= DATA FOR ANALYSIS =

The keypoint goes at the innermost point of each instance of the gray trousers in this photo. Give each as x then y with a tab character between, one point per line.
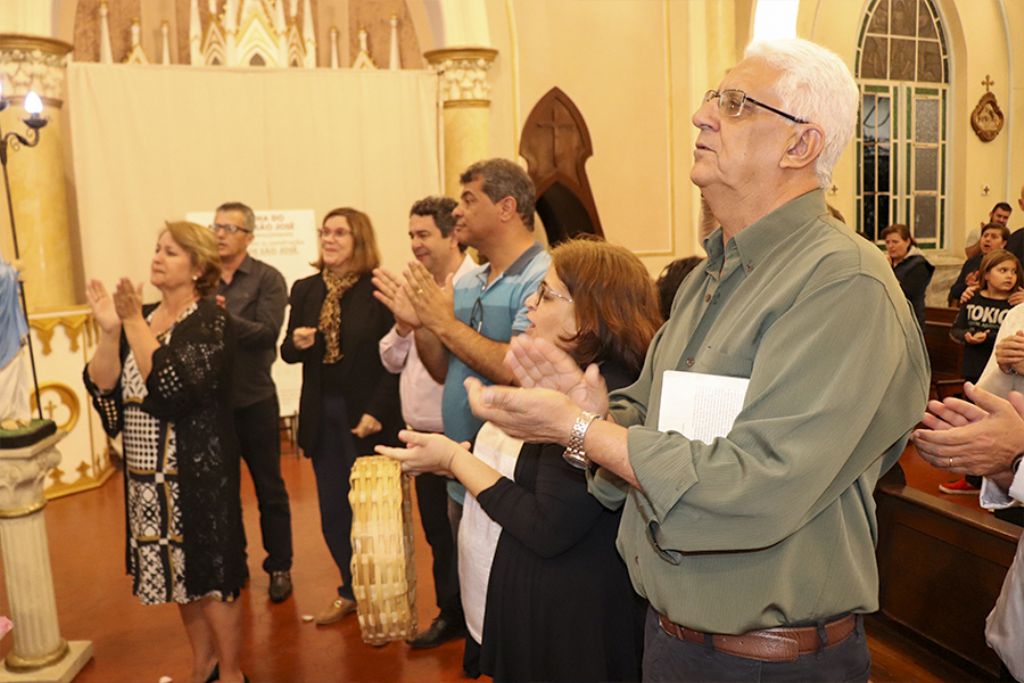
667	658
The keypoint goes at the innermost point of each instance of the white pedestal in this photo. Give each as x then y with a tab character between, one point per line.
38	645
65	671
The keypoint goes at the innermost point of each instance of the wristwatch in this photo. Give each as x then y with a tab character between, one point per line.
574	454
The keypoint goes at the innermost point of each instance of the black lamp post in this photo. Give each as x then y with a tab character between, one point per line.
13	140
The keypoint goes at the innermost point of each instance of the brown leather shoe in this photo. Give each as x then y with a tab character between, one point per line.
336	611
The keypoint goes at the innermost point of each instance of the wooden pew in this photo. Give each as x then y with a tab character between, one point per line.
944	354
940	568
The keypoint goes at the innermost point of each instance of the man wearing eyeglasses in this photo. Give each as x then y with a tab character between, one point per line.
463	331
755	549
255	295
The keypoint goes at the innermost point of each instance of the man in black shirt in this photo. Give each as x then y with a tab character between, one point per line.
1015	245
255	295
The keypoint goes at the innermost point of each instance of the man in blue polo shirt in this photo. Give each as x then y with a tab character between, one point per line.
465	332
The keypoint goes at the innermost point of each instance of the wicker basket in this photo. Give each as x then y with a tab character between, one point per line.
383	566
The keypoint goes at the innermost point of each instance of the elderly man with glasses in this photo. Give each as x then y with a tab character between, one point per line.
255	296
755	549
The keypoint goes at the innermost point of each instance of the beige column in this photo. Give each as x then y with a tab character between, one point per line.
37	174
466	97
40	653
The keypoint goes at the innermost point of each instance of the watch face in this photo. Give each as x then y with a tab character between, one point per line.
576	459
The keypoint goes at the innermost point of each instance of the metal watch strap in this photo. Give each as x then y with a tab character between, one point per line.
574	454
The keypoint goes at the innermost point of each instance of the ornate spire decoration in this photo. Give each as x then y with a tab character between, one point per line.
363	59
196	31
308	35
105	53
165	42
279	17
394	58
335	60
135	54
254	33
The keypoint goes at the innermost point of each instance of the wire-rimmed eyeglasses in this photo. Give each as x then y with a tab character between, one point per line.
545	293
730	103
227	227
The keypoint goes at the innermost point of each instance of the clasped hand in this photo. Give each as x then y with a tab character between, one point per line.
111	311
434	305
553	391
980	438
424	453
1010	351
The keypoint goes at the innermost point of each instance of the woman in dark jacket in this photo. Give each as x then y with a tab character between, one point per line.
161	376
559	604
349	402
911	268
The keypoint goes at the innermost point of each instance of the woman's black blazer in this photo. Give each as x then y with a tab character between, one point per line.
363	381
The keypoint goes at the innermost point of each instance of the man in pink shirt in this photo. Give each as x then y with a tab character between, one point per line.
431	231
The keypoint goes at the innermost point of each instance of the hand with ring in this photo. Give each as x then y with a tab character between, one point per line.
980	438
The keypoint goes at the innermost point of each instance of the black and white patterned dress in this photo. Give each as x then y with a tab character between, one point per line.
157	557
183	514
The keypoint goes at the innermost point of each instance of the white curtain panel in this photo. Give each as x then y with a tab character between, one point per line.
152	143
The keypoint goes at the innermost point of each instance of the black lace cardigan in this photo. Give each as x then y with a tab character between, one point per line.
189	389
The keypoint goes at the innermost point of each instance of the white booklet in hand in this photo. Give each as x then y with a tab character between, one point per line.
700	407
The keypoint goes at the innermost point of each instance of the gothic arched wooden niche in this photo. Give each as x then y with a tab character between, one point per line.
555	143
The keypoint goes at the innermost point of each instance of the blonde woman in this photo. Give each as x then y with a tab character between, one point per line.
161	378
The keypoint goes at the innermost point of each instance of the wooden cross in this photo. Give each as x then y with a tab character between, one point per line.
554	126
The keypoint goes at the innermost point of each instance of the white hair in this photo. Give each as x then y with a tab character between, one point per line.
817	86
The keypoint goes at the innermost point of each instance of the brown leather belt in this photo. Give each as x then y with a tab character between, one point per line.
782	644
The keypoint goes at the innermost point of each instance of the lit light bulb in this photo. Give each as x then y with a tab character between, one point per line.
33	104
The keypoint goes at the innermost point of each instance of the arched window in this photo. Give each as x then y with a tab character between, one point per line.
903	74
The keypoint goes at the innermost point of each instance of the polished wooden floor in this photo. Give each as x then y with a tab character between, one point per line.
140	644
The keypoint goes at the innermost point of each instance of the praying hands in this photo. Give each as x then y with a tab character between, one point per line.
980	438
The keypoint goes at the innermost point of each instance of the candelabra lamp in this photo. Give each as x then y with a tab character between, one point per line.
14	432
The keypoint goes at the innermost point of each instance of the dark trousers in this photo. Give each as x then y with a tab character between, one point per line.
257	429
431	499
667	658
333	459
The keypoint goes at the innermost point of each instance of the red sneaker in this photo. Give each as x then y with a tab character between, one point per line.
960	487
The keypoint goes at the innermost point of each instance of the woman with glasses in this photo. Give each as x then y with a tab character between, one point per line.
909	265
559	605
161	376
349	403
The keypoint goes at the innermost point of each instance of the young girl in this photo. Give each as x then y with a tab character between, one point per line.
976	327
979	319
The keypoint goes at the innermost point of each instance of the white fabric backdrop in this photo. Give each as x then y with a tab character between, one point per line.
153	142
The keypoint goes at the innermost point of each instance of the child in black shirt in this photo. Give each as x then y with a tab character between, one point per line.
979	319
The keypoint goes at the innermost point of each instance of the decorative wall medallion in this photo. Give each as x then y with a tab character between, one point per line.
987	119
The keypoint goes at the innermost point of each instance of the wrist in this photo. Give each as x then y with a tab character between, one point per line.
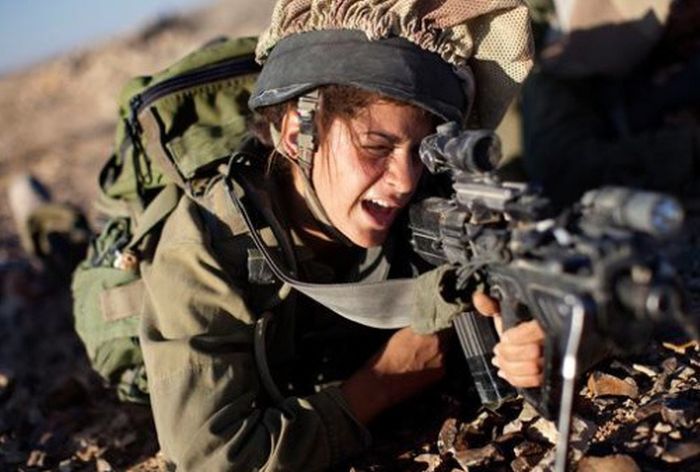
366	395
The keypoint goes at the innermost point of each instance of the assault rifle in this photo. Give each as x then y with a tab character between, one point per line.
591	274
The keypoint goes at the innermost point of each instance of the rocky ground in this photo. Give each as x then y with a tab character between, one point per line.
57	120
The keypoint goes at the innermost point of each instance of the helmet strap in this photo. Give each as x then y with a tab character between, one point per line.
307	106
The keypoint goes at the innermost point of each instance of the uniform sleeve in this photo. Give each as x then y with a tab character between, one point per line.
569	148
208	403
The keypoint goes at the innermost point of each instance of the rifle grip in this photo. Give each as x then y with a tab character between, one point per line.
477	337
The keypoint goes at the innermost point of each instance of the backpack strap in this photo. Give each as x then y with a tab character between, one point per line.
387	304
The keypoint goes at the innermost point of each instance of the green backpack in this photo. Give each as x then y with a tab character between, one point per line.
175	128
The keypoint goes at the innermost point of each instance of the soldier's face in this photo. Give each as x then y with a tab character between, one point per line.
367	169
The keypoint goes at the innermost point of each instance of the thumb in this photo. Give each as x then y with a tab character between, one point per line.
488	306
485	305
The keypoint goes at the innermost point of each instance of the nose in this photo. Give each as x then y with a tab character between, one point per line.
403	172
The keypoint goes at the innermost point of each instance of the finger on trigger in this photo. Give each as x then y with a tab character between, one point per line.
524	333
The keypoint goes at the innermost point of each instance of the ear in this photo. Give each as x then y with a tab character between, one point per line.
289	133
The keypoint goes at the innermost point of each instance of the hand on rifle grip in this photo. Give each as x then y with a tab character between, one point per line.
519	354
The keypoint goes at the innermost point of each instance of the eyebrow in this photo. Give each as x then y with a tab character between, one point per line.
390	137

= WHAT THE TASK REQUIRES =
Please transcribe each entry exactly and exclude any image it contains.

= TASK ANSWER =
The keypoint goes at the innermost point of each instance of the gray trousers in this photo. Give each as x then y with a tab character between, one point per line.
667	658
The keypoint goes at the innermost point of each instance of the white pedestal in this photo. Give each as x then y with a tab character between, one point per line.
38	645
65	671
The keypoint goes at the innermost point of each instance of the wristwatch in this photo. Give each as x then y with a tab character between, one point per line.
574	454
The keypoint goes at the innermost point of each instance of the black lamp post in this photo. Give each as x then y with a tab character between, one point per line.
13	140
The keypoint goes at the innermost point of each instance of the brown leather shoe in this photo. Give each as x then y with a tab character between, one point per line.
336	611
The keypoint goes at the innermost point of each instance of the wooden pew in this photo. Give each as x then y with a tab character between, one point per line.
944	354
940	568
The keypoint goes at the innermost point of each instance of the man wearing eyeglasses in this photo. Give each as x then y with a tab character between, one point per line.
463	331
755	549
255	295
The keypoint goes at the innermost point of each instance of the man in black shirt in this photo. Give each as x then y with a tab character between, one point per line.
1015	245
255	295
The keypoint goes at the innermost point of each instance of the man in blue polo shirt in this photo. Give each as x then y with a tab character between, one point per line.
465	332
The keypoint goes at the innermost point of each instance of the wicker basket in this photo. Give each as x then y with a tab character between, one point per line.
383	566
The keypoint goes at the innermost point of each instance of the elderly man with glasses in this photo. Give each as x then y with a tab character between, one point per line.
255	296
755	549
The keypoint goes at the innermost point of each instance of the beige column in this photo. Give each as x then y with a tab character between, one point per line.
37	174
466	97
40	653
The keypoint goes at the innermost point of each instance of the watch face in this photo. Give each as x then y with a tab character between, one point per line.
576	459
The keypoint goes at the innermost point of each instance of the metal watch strap in this photo. Give each as x then y with a tab character between, one point per line.
574	454
The keypoint goes at the innermost point of each instance of the ornate spire decoration in this photo. Give each as x then y with a tab character between, one point per line.
363	59
196	31
308	35
105	53
165	42
279	17
394	58
335	60
135	54
254	33
The keypoint goes at the innermost point of each instance of the wire-rimmed eyeglasses in this photo. Give each as x then y with a tab character between, one point per line.
545	293
730	103
227	227
The keypoint goes at the innermost point of each instance of the clasped hand in this photo. Give each as x then y with a tab character between, one point per line.
111	311
434	305
553	391
980	438
424	453
1010	351
The keypoint goes at the innermost point of each instance of the woman in dark jacket in this photo. Give each as x then y with a tab character between, one point per line.
161	376
559	604
349	402
911	268
The keypoint goes at the innermost point of each instance of the woman's black blazer in this photo. Give each as x then y with a tab character between, one point per line.
363	381
The keypoint goes at the innermost point of each instance of the man in pink shirt in this photo. Give each as x then y with a tab character between, one point per line.
431	231
The keypoint goes at the innermost point of each instance of the hand with ring in this photo. Give each as x then y with a tab character between, one point per line.
980	438
The keypoint goes at the innermost point of each instance of the black and white patterned dress in this photo. Give each as x then y with a tab character between, one point per line.
157	557
183	514
The keypoint goes at the innermost point of each instance of the white curtain panel in this photo. Give each as x then y with a tab character between, one point per line.
152	143
The keypoint goes at the innermost point of each instance of the black lace cardigan in this photo. Give each as x then y with a tab character between, one point per line.
189	389
The keypoint goes at the innermost point of each instance of the white booklet in hand in this photo. Give each as x then y with a tab character between, one point per line.
700	407
The keypoint goes at the innermost point of each instance of the gothic arched wooden niche in this photo. Give each as x then y with a tab character between, one point per line.
555	143
The keypoint goes at the innermost point of each instance of the blonde woman in this photo. Give each as x then y with a tab character between, one point per line.
161	378
The keypoint goes at the innermost point of each instance of the wooden cross in this photo. Give each as x then y with a tab character between, one point per line.
554	126
The keypoint goes at the innermost point of each instance of the white hair in this photo. Give each as x then y with a tab character between, one point per line.
817	86
The keypoint goes at the innermost point of each instance of the brown leather belt in this photo. Give each as x then y with a tab character between, one point per line.
782	644
The keypoint goes at the innermost point of each instance of the lit light bulb in this photo. Give each as x then y with a tab character between, one point per line.
33	104
The keypoint goes at the innermost point of each instance of the arched window in this photo. Give each as x then y with a tab character between, one point per line.
903	74
The keypoint goes at the innermost point of each instance of the polished wooden floor in this photo. Give each as x then y with a tab character between, one point per line.
140	644
The keypoint goes at the innermost point of each instance of the praying hands in this photo. Give each as x then y with a tab character between, one point per line.
980	438
The keypoint goes at the innermost point of each instance of the candelabra lamp in this photo. Give each as x then y with a tab character between, one point per line.
14	432
The keypoint goes at the innermost point of each instance of the dark trousers in this photo. Give each as x then y with a tab character between, one point per line.
257	429
431	499
667	658
333	459
The keypoint goes at the innermost point of each instance of the red sneaker in this photo. Give each as x then y with a tab character between, one point per line.
960	487
The keypoint goes at the innermost point of each instance of the woman with glasses in this photo. Give each as x then y with a tab character between, one point per line.
909	265
559	605
161	376
349	403
The keypoint goes at the innermost point of each instance of the young girl in this photo. Give each as x then y with a tab character between, one point per line.
976	327
979	319
The keypoint goes at the innermost point of each instance of the white fabric backdrop in this photo. Give each as x then y with a tab character between, one point per line.
153	142
The keypoint goes at the innermost point of each instance of the child in black shirt in this photo. Give each as x then y with a tab character between, one point per line.
979	319
The keypoint goes at the innermost point of each instance of the decorative wall medallion in this photo. Give each as x then y with a tab character between, one point per line.
987	119
The keypoint goes at the innermost point of each instance of the wrist in this photo. Give each as x then y with a tab character between, one point per line.
366	395
The keypoint goes at the innermost point of each instance of the assault rifle in this photo. Give each as x then y with a tab character between, one point per line.
591	274
The keypoint goes at the innermost point of each instance of the rocky ground in this photo. Give each as x then y with a tab character between, one point per line.
57	120
The keypoint goes at the innermost point of each instance of the helmet strap in this photo. Give each as x then y with a tab character between, one point per line.
307	106
The keypoint goes at the innermost point of each instance of the uniform sleeve in this photo. Give each as x then y with a tab character between, one point per line.
569	148
208	403
The keypoint goes at the innermost point of each instance of the rifle grip in this photo. Give each as x then y with a tab character between, one point per line.
477	337
The keypoint goes at the innermost point of each instance of the backpack strap in this photo. Give each as x then y with a tab character between, one point per line.
387	304
The keypoint goes at the innermost point of each instance of the green backpack in this photo. Give each as x then y with a tab character between, one point per line.
175	128
The keypoint goes at the innermost point of each instance of the soldier's face in this photo. Give each as x then y with a tab character between, one point per line.
367	169
The keypoint goes at the innermost point of each instance of the thumb in this photo. Give each as x then y with a tab character between, one point per line.
488	306
485	305
The keypoint goes at the innermost point of each instance of the nose in this photo. Give each as x then y with a tab character between, one point per line.
403	172
The keypoint goes at the innermost point of each instance of the finger on trigger in this photo. Give each as x then y with a tab character between, one point per line.
524	333
The keypoint goes at the innermost point of each instance of the ear in this photo. Give each as x then y with a tab character between, one point per line.
289	133
The keypoint goes at the innermost point of each instance of the hand on rifle grip in this photo. Give each as x then y with a tab character between, one point per line.
519	354
The keypoint goes at the innermost point of each instance of the eyebrow in this photo. Give each as x then y with a tab character between, one point per line.
390	137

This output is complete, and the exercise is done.